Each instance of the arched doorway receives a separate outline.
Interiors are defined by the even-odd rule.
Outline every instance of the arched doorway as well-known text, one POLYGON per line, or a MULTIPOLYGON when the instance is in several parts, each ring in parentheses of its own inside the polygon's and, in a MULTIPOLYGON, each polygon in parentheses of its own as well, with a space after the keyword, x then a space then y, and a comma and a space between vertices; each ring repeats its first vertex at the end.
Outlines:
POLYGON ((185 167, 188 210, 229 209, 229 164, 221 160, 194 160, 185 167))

◆ Work instructions
At the first line of the material above, start reproducing each line exactly, and end with the line that holds "Interiors are defined by the even-odd rule.", adding nothing.

◆ Completed exercise
Each instance of the arched doorway receives a separate outline.
Interiors are defined by the even-odd rule.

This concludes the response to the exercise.